Reproduce the listing below in its entirety. Change nothing.

______

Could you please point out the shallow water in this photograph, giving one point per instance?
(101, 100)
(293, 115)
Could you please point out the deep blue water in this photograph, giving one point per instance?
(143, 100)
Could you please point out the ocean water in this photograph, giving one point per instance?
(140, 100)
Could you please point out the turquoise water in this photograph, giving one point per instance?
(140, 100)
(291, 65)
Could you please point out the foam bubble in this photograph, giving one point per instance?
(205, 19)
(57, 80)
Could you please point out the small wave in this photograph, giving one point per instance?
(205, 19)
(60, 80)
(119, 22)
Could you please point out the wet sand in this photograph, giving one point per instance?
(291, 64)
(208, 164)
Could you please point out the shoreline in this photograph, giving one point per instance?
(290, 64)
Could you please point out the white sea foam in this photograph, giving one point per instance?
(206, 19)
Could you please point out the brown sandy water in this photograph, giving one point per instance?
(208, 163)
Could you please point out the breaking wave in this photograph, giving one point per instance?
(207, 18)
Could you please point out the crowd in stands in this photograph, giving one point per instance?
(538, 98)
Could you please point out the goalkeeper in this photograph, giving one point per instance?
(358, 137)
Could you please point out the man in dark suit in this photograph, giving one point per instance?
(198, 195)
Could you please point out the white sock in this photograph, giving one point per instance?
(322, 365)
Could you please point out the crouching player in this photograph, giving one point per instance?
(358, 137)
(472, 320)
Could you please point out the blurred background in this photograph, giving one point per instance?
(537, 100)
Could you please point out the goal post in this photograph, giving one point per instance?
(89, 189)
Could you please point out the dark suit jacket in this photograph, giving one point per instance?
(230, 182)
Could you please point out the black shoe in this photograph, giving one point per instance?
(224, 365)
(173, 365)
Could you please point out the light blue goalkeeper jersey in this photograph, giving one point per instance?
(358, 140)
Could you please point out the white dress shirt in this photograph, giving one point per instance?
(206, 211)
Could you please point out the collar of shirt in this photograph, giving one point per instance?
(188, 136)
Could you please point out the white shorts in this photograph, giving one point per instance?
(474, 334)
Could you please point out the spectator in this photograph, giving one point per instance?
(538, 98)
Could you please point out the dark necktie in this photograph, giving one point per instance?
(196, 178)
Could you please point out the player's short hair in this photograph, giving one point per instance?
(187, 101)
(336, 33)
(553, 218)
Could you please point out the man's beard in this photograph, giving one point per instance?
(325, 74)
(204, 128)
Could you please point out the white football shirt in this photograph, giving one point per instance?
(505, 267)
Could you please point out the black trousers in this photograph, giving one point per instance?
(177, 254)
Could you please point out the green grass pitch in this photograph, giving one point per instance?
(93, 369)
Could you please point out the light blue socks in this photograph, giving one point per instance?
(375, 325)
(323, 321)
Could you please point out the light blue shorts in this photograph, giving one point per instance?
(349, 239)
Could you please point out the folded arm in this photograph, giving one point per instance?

______

__Problem solution__:
Could you please point out the shallow water in this photograph, giving one point per instance?
(101, 100)
(293, 115)
Could you please point out the deep blue water in this photograph, giving one point per instance?
(143, 100)
Could you please point out the ocean water in this photograph, giving one point per instance?
(140, 100)
Could you please point out the turquoise water in this photograph, giving one point per instance?
(140, 100)
(291, 65)
Could you please point out the foam bubble in this photograph, giving one point per instance?
(205, 19)
(57, 80)
Could you please point out the small wave in this photograph, giving one point per instance?
(205, 19)
(60, 80)
(119, 22)
Could you please point out the wet sand in this photograph, giving one point per instance?
(291, 64)
(208, 164)
Could you please point out the shoreline in this photograph, giving one point per instance?
(290, 64)
Could you please point out the white sea foam in this photograph, giving one point per instance?
(206, 19)
Could you please point out the brown sandy water in this photograph, giving one point per instance?
(208, 163)
Could you please point out the breaking wave in this photograph, giving one point per instance?
(207, 18)
Could you please point out the crowd in stands in this photograph, giving one point per instance?
(538, 98)
Could you please point out the goalkeeper in this photograph, giving one point per instance?
(358, 137)
Could you please point out the man in dark suit in this photograph, giving one point per instance?
(198, 195)
Could you please point out the white sock in this photograph, giving one point per instance?
(322, 365)
Could you please point out the crouching player in this photograph, giving one point per instance?
(358, 137)
(472, 320)
Could you please point out the blurred background in this photograph, giving one point per instance?
(537, 100)
Could you please point out the goal post in this photograph, giving one point per instance?
(89, 189)
Could you please point out the dark suit jacket in this photograph, giving one point per instance?
(230, 182)
Could you please point out the black shoe in this photograph, giving one point per instance?
(224, 365)
(173, 365)
Could you please point out the light blue goalkeeper jersey in this photograph, giving one point per instance?
(358, 140)
Could you please point out the white dress shirt in this photograph, giving one point per instance?
(206, 211)
Could you please point out the collar of shirt in this photograph, giving one point per instance?
(188, 136)
Could you please point out the white shorts in this photograph, giving one point per instance?
(474, 334)
Could you please point out the spectator in this photograph, giving one point per instance?
(538, 98)
Could you please point out the dark necktie in this photograph, giving one point per instance?
(196, 178)
Could you please point out the player's short hair in this photograph, giving one point per instance?
(187, 101)
(336, 33)
(553, 218)
Could you please point out the man's beard in this photograph, giving one point per instance?
(325, 74)
(204, 128)
Could you please point out the white football shirt in this photograph, giving one point per instance?
(505, 267)
Could you please point out the black trousers in this photograph, giving one point per instance?
(177, 254)
Could you please point out the green grass pitch in this photograph, giving one point per instance?
(93, 369)
Could you please point out the light blue socks in this photograph, giving one point per instance?
(375, 325)
(323, 321)
Could you please point out the light blue shorts in this photograph, giving one point per instance?
(349, 239)
Could you please point out the folded arm in this photograph, giving one point per instance?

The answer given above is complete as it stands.